Task directions » Render the lines below as a JSON list of strings, with one string for each line and any blank lines omitted.

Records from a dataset
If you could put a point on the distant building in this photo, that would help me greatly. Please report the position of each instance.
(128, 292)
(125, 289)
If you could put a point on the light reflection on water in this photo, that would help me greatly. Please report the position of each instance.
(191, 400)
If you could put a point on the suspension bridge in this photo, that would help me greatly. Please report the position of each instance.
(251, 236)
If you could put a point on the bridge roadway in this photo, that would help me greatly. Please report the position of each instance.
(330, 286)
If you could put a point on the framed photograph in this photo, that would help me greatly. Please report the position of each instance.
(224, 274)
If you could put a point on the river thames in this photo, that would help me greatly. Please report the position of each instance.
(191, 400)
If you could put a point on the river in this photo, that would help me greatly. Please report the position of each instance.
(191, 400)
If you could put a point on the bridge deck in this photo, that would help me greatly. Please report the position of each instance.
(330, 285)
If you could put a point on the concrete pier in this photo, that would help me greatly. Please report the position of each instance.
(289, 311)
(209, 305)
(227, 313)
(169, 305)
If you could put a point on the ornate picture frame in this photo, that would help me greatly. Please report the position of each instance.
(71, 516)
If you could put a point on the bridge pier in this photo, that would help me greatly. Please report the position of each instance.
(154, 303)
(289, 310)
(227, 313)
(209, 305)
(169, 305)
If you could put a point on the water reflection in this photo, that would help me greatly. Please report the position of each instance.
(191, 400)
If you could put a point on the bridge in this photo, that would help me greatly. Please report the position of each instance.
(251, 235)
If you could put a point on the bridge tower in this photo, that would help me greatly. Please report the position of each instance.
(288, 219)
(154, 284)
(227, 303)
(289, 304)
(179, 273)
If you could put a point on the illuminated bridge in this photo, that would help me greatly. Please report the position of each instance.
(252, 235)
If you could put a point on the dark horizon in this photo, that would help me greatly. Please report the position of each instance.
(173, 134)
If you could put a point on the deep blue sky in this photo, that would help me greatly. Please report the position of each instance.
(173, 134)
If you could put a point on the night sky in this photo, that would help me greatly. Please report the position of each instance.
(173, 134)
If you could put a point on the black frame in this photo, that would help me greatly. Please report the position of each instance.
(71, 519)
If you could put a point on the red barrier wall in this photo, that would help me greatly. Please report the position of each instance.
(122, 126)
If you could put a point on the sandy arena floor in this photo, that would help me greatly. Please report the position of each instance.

The response »
[
  "If you could put a point on the distant building in this photo, that would help me greatly. Please report the position of each instance.",
  "(128, 292)",
  "(125, 289)",
  "If you could put a point on the light reflection on water in this photo, that would help me greatly. Please report the position of each instance.",
  "(191, 400)",
  "If you could put a point on the suspension bridge in this photo, that would help me greatly. Please report the position of each instance.",
  "(251, 236)",
  "If you could put a point on the bridge roadway in this photo, that would help me greatly. Please report the position of each instance.",
  "(330, 286)",
  "If you could put a point on the framed photograph in this photo, that would help me greatly. Please report the position of each instance.",
  "(224, 274)",
  "If you could put a point on the river thames in this photo, that would help me greatly. Please report the position of each instance.",
  "(191, 400)",
  "If you could put a point on the river in this photo, that would help me greatly. Please report the position of each instance.",
  "(191, 400)",
  "If you could put a point on the bridge deck in this photo, that would help me greatly. Please report the position of each instance.",
  "(330, 285)",
  "If you could put a point on the concrete pier in this photo, that would help me greatly. Please report the position of each instance.",
  "(289, 311)",
  "(209, 305)",
  "(227, 313)",
  "(169, 305)",
  "If you could put a point on the ornate picture frame in this photo, that would help me greatly. Please report the position of each instance.",
  "(71, 516)",
  "If you could put a point on the bridge pier in this photo, that would help me greatly. Please report the position of each instance.",
  "(154, 303)",
  "(289, 310)",
  "(227, 313)",
  "(209, 305)",
  "(169, 305)",
  "If you could put a point on the water reflection in this photo, that would help me greatly. Please report the position of each instance.",
  "(191, 400)",
  "If you could put a point on the bridge in this photo, that would help me greatly. Please report the position of each instance.",
  "(251, 235)",
  "If you could put a point on the bridge tower in this photo, that would help me greatly. Please report the position of each instance.",
  "(288, 219)",
  "(154, 284)",
  "(227, 303)",
  "(289, 304)",
  "(179, 273)",
  "If you could put a point on the illuminated bridge in this photo, that would help me greatly. Please report the position of each instance.",
  "(252, 235)",
  "If you could put a point on the dark horizon in this photo, that would help me greatly. Please report the position of each instance.",
  "(173, 134)",
  "If you could put a point on the deep blue sky in this photo, that would help me greatly. Please report the position of each instance.",
  "(173, 134)",
  "If you could put a point on the night sky in this photo, that would help me greatly. Please report the position of each instance.",
  "(173, 134)",
  "If you could put a point on the black frame in this photo, that would help me greatly. Please report the position of each instance.",
  "(71, 519)",
  "If you could put a point on the red barrier wall in this photo, that would help me greatly. Please report the position of each instance.",
  "(122, 126)",
  "If you could put a point on the sandy arena floor in this photo, that would help me greatly. Please report the position of each instance."
]